> DATA PROVIDED:
***

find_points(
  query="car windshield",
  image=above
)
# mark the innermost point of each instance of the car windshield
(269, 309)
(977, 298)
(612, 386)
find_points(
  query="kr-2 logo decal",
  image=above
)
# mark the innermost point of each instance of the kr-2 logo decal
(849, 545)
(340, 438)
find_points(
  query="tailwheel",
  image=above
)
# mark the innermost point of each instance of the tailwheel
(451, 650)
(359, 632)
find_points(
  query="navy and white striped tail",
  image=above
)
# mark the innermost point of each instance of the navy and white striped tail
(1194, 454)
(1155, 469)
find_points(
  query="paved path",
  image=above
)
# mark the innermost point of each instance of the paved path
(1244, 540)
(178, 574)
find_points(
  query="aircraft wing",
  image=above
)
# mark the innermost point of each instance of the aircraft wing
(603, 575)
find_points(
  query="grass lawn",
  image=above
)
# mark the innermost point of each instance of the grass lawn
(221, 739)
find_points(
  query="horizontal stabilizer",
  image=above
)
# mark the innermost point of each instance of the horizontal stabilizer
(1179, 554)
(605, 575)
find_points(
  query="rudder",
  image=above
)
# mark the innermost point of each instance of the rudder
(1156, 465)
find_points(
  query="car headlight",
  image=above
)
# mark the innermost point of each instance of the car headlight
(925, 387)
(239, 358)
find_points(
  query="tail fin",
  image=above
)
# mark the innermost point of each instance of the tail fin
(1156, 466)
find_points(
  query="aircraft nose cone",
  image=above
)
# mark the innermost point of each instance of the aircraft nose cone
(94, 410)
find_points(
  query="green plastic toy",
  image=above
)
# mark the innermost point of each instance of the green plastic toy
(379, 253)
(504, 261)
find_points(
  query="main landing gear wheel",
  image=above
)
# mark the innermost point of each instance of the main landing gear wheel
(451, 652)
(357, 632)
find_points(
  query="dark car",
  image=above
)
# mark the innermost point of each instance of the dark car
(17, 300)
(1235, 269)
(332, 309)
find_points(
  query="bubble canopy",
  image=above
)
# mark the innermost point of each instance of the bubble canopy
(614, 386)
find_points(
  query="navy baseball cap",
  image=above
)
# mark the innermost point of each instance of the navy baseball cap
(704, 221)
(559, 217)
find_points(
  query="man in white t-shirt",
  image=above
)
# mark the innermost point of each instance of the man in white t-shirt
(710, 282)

***

> YOUR INSTRUCTIONS: Write the data out again in full and exactly.

> OUTPUT FOR THIS EXERCISE:
find_points(
  query="car windshield",
  image=above
)
# mark the innermost point of each instance of the car windshield
(269, 309)
(977, 298)
(612, 386)
find_points(
  query="kr-2 logo decal",
  image=above
)
# mark the innermost point of each instance of the kr-2 logo decal
(849, 545)
(340, 438)
find_points(
  query="tailwheel",
  image=above
)
# mark the innermost point of each instance of the tailwheel
(451, 650)
(359, 632)
find_points(
  query="navy and white striped tail",
  image=above
)
# mark the innermost point of each instance of the navy and white striped tail
(1194, 454)
(1155, 469)
find_points(
  query="paved path",
  image=above
)
# mark the innermost point of each instance of the paved path
(1244, 540)
(178, 574)
find_points(
  query="aircraft wing",
  image=above
)
# mark the innermost point of each instance of the aircraft wing
(603, 575)
find_points(
  query="grass lawn",
  image=above
)
# mark the innermost point of each instance of the grass lawn
(221, 739)
find_points(
  query="horizontal stabilizer",
  image=above
)
# mark the innermost point of each instance of the horizontal stabilizer
(1179, 554)
(605, 575)
find_points(
  query="rudder",
  image=above
)
# mark the innermost point of each instance of the rudder
(1156, 465)
find_points(
  query="car headlight",
  image=above
)
# mark the innermost point of each instance of the car headlight
(925, 387)
(239, 358)
find_points(
  query="tail fin",
  image=above
)
# mark the innermost point of each instance of the tail fin
(1156, 466)
find_points(
  query="aircraft nose cone",
  image=above
)
# mark the innermost point of each instance of the aircraft nose cone
(94, 410)
find_points(
  query="green plastic toy",
  image=above
)
# mark the innermost point of each instance of the green plastic toy
(379, 253)
(504, 261)
find_points(
  query="main landing gear wheel",
  image=above
)
# mark the innermost point of each instance of the main landing gear wheel
(451, 652)
(357, 632)
find_points(
  query="dark car",
  image=above
)
# mark the innermost point of each instance of the dark car
(17, 300)
(1235, 269)
(332, 309)
find_points(
  query="bubble canopy",
  image=above
)
# mark the innermost point of each instance of the bubble canopy
(614, 386)
find_points(
  query="navy baseball cap",
  image=above
)
# mark the innermost point of each instance of the navy baseball cap
(704, 221)
(559, 217)
find_points(
  query="man in white t-shirt",
  image=above
)
# mark the innermost point of each instance of the man in white t-shirt
(710, 282)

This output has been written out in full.